[Your task]: Could you print every record below exactly as it appears?
------------
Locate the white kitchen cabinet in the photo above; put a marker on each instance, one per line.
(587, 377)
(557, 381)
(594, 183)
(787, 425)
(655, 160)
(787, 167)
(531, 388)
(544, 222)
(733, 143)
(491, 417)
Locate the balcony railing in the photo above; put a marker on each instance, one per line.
------------
[Solution]:
Locate the white kitchen cabinet in the photo above; put a marker on each instance, one per line.
(587, 377)
(557, 381)
(594, 183)
(787, 425)
(655, 160)
(787, 167)
(531, 388)
(544, 222)
(733, 143)
(491, 417)
Locate the balcony railing in the photo above; put a marker on each instance, one per line.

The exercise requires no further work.